The finished copy should hold every entry exactly as given, and no pictures.
· · · · · · ·
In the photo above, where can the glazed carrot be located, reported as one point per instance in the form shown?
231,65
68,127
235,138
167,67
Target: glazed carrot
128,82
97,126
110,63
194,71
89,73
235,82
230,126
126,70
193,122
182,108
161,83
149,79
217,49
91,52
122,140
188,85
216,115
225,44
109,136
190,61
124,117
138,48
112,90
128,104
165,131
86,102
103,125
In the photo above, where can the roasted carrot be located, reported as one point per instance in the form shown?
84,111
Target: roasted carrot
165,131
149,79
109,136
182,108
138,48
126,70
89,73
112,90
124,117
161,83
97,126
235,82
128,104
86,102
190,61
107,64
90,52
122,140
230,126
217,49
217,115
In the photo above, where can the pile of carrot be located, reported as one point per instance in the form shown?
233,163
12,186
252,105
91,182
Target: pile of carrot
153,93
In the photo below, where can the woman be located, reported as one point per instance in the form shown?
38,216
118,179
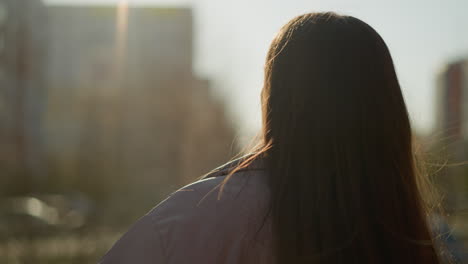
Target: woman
333,179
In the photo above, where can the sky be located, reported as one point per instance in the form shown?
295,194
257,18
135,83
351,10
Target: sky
232,38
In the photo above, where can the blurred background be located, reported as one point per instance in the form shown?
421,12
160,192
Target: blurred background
106,107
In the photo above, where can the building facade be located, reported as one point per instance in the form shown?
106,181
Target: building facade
126,112
452,129
23,42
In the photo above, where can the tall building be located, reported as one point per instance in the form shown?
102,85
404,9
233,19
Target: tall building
23,42
452,126
124,101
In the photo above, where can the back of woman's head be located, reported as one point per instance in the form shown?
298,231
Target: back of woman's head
337,140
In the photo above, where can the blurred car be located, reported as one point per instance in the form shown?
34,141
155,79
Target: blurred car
44,214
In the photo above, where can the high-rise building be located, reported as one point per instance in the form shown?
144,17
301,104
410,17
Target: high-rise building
124,101
452,127
23,25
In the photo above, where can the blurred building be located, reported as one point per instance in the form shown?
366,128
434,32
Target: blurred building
22,92
452,126
126,111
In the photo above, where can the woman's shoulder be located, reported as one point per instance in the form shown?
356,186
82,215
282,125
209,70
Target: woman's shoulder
209,198
199,223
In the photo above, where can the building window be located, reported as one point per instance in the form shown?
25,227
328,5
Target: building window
3,14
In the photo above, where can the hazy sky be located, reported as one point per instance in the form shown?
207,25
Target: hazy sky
232,38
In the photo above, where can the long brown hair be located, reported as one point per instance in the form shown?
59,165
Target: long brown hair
337,143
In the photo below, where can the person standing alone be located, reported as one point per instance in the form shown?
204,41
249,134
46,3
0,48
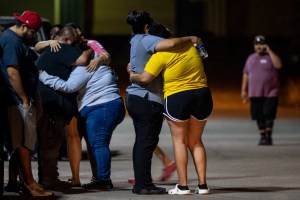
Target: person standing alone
20,78
260,83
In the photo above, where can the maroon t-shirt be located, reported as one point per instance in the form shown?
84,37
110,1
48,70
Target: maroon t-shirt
263,76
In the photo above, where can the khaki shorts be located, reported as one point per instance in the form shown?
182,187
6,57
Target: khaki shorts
22,126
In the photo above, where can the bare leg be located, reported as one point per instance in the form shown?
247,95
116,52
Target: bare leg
166,160
24,160
179,131
74,150
197,148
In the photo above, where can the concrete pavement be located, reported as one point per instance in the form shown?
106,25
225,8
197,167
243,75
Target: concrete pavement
237,167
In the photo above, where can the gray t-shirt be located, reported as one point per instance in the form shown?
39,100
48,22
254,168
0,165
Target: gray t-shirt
142,47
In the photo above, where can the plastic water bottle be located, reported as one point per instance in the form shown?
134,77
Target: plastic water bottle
96,46
202,51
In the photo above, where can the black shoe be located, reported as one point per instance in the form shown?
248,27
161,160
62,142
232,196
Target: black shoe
269,140
149,190
263,140
102,184
55,184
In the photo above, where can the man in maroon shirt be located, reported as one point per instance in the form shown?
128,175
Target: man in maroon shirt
261,84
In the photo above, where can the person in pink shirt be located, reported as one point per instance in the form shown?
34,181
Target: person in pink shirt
260,83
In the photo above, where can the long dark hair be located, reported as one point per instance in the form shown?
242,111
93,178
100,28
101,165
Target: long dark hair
138,20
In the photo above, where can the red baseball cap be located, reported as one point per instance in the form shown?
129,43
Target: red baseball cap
30,18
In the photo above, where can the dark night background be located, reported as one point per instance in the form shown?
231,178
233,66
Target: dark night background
227,28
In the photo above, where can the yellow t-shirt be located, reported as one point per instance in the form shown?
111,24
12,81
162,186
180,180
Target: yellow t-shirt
181,69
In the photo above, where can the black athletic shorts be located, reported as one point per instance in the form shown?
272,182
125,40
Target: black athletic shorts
263,107
182,105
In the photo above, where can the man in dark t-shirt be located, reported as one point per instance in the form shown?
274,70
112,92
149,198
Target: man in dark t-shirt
19,77
58,107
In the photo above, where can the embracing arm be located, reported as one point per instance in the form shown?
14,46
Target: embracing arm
142,78
54,45
85,58
175,43
77,79
16,82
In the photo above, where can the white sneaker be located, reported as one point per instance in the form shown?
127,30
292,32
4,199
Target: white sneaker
202,190
36,189
176,190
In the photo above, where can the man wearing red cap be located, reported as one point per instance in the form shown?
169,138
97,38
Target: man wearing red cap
20,77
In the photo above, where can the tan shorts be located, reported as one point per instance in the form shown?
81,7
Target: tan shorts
22,126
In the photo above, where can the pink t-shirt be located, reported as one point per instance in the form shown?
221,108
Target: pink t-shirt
263,77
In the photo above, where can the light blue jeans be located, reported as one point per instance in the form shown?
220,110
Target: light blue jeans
101,120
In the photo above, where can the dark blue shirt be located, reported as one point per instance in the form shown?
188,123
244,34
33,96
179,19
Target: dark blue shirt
13,51
58,64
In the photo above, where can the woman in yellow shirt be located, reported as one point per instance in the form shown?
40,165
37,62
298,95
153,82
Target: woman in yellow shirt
187,105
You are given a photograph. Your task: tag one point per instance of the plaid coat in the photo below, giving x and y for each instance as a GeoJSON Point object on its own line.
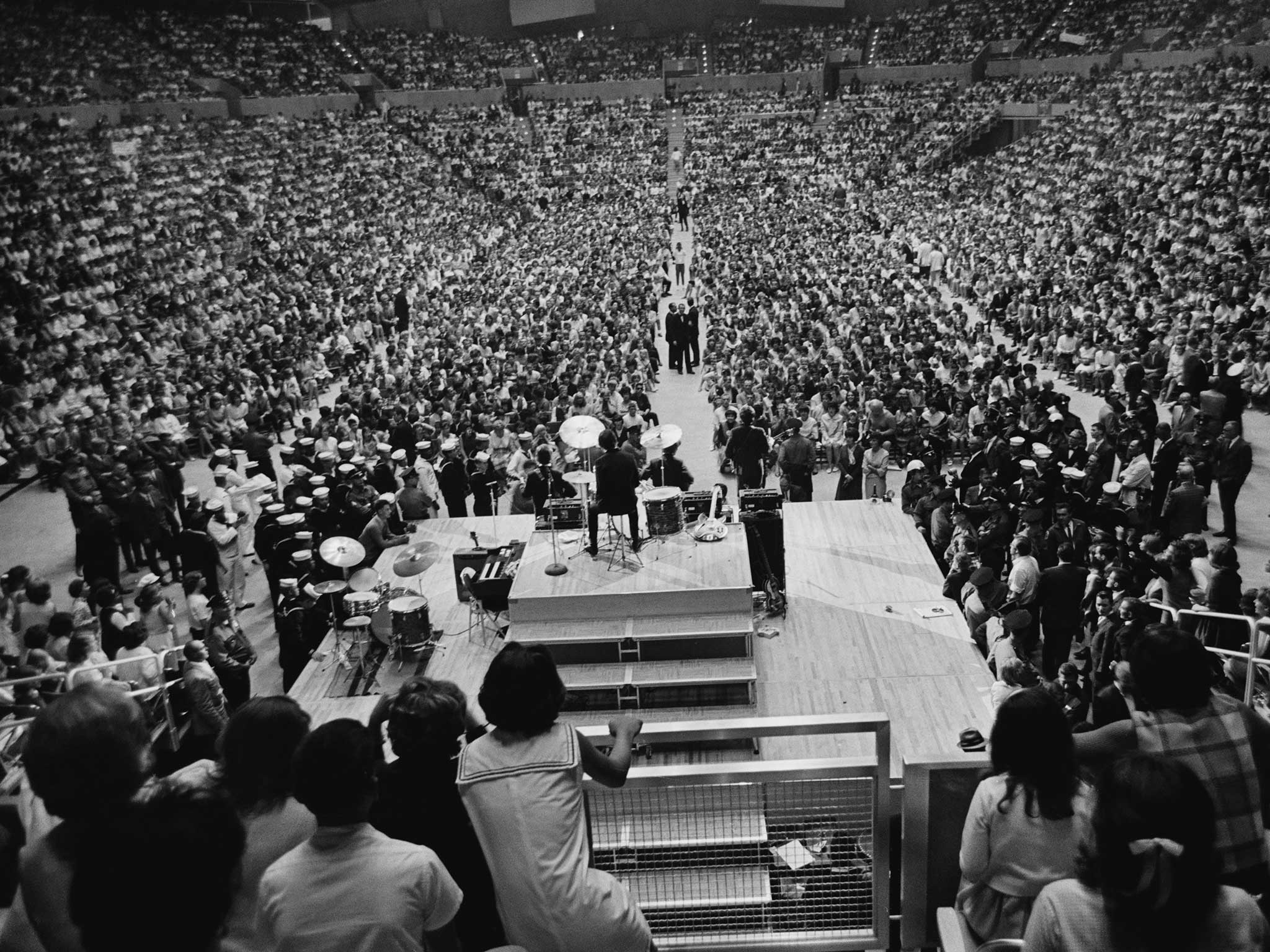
· · · · · · ·
ANSWER BOX:
In the photo above, where can the glazed carrot be located, reported as one point per instance in the form shown?
231,65
68,127
235,138
167,67
Target: glazed carrot
128,82
97,126
110,63
194,71
89,73
235,82
230,126
126,70
193,122
182,108
161,83
149,79
217,49
91,52
122,140
188,85
216,115
225,44
109,136
190,61
124,117
138,48
112,90
128,104
165,131
86,102
103,125
In the photo above, where can the roasted carrot be located, reported as one point per instance in the form shown?
84,111
Target: roasted carrot
165,131
149,79
109,136
182,108
138,48
126,70
89,73
112,90
124,117
161,83
97,126
235,82
128,104
86,102
190,61
107,64
90,52
122,140
230,126
217,49
217,115
In the photo above, where can the pile of carrot be located, reported as one point per instance in the form shown?
233,163
12,186
252,105
91,182
Target: pile of carrot
153,93
In the photo below, where can the woman be located, reported as one point per instance in the form shown?
38,216
118,179
Target: woman
333,179
In the photo above, where can the sky be located, reported as one point per instance in the form shown?
295,194
257,18
135,83
351,10
Target: sky
232,38
In the photo above, where can the blurred background be located, reported as one point per instance in the form shown?
421,12
160,192
Target: blurred background
106,107
In the photo above, where can the building facade be located, reported as one point per instance in the form shown?
106,181
Target: building facade
126,112
452,129
23,42
In the photo above, where can the tall building be located, reported as one point per instance in the form shown?
102,85
404,9
233,19
Target: tall building
23,42
452,126
124,101
In the photo above, where can the back of woman's head be located, reported as one point per instance in the form shown?
298,231
Target: back of woman's head
337,140
In the photo above, where can the blurred car be located, reported as one point per instance in the form shown?
34,141
155,79
Target: blurred car
44,214
In the photo above, where can the high-rise building be located, reported as one point per instance in the form shown?
144,17
301,104
410,17
Target: high-rise building
124,101
452,127
23,25
In the photo above, where can the blurred building be located, reported as one point per instance in the form shown?
366,128
434,32
Target: blurred building
22,92
452,126
126,111
In the photo above, where can the woman's shoulder be located, reported as one point per instance in the form shown?
356,186
82,215
282,125
209,70
Target: woman's shoulder
209,198
199,223
In the photo above, where can the building window be located, reported as one point per instance in the form shown?
25,227
328,5
Target: building window
3,14
In the photo above, where can the hazy sky be located, reported as one point per instance in the form shown?
207,25
Target: hazy sky
232,38
In the photo above, where can the long brown hair be located, reported as one point per instance in the form shown?
59,165
Target: long brown hair
337,143
In the photo below, where can the person standing alone be located, reported as one point per instance in the form shown?
204,41
249,134
46,3
0,48
Target: person standing alone
20,78
260,83
In the photo above, where can the maroon t-shirt be located, reported as one point per instance in the form shown?
84,37
110,1
48,70
Target: maroon t-shirt
263,76
In the photo above, where can the khaki shorts be located, reported as one point per instance in the form shown?
182,187
6,57
Target: khaki shorts
22,126
In the photo above, where can the bare leg be located, reported as one point per instance in the form shown?
247,95
116,52
Target: bare leg
166,160
24,160
179,131
74,150
197,148
In the photo above, where can the concrete pavement be located, reported as one point per instance in the form shown?
106,25
225,8
197,167
243,75
Target: concrete pavement
237,167
In the photo above, where can the gray t-shirt be located, reported as one point per instance in the form shown?
39,100
48,22
254,168
0,165
Target: gray t-shirt
142,47
In the photo above, where can the plastic water bottle be located, reported as one point per instance in the form shown?
134,77
Target: plastic water bottle
96,46
202,51
In the photo above, where can the black shoe be located, reported as one point per instance in the form shown?
248,27
161,160
62,142
232,196
Target: black shoe
269,140
149,190
263,140
102,184
55,184
In the photo above, where can the man in maroon shirt be located, reported as one point per instance in the form shown?
128,175
Target: man in maroon shirt
261,84
In the photo above, where can the person in pink shirt be located, reported as one point per instance in the form shown?
34,181
Target: person in pink shirt
260,83
In the photo above, where can the long dark hair be located, reported as one point per instance in the form shown?
242,111
93,178
100,28
101,165
Target: long dark hair
138,20
In the photo above, where can the red baseball cap be located, reported as one point per instance in the form shown?
129,43
Target: red baseball cap
30,18
In the photo above, where can the dark night background be located, reported as one point per instance in the form shown?
231,178
233,66
Target: dark night background
227,28
In the photo above, where can the yellow t-shirt be located, reported as one point per instance in the form shown?
111,24
12,81
162,186
180,180
Target: yellow t-shirt
181,69
In the photo above, where can the black athletic shorts be located, reported as one point per instance in the form shown?
272,182
125,40
Target: black athletic shorts
263,107
182,105
In the photo above, where can the man in dark t-shirt be located, reported as one point per instance in the form shown?
274,70
112,92
149,198
Target: man in dark t-shirt
19,77
58,107
In the photo above, where can the embracing arm be located, reported as one point per instance in the form shown?
14,46
Target: embracing arm
142,78
54,45
85,58
175,43
77,79
16,82
In the photo above, where can the white sneaker be located, reported as one point per instance in the form shown?
127,30
292,32
4,199
Target: white sneaker
202,190
36,189
176,190
In the photo above, where can the man wearing red cap be located, reported as one point per instance in the form shown?
169,138
97,38
Target: man wearing red cap
20,77
In the photo above, where can the tan shorts be located, reported as one point per instance in the form shown?
81,7
Target: tan shorts
22,126
In the photo above, where can the pink t-shirt be located, reported as one point per instance in the form shown?
221,108
Target: pink t-shirt
263,77
In the photo above, where can the light blue jeans be located, reported as one point per instance in the form shown?
220,110
Target: light blue jeans
101,120
In the photo above, where can the dark blue shirt be located, reported as one point per instance in the form shown?
188,123
244,34
33,96
179,19
Target: dark blue shirt
13,51
58,64
In the photo above, where can the woman in yellow shirt be located, reported as one point per instance in the form shown?
40,165
37,62
298,95
153,82
Target: woman in yellow shirt
187,105
You are given a photograph. Your task: tag one point per instance of the plaid coat in the photo below, giving x and y for each instance as a GeoJSON Point object on its own line.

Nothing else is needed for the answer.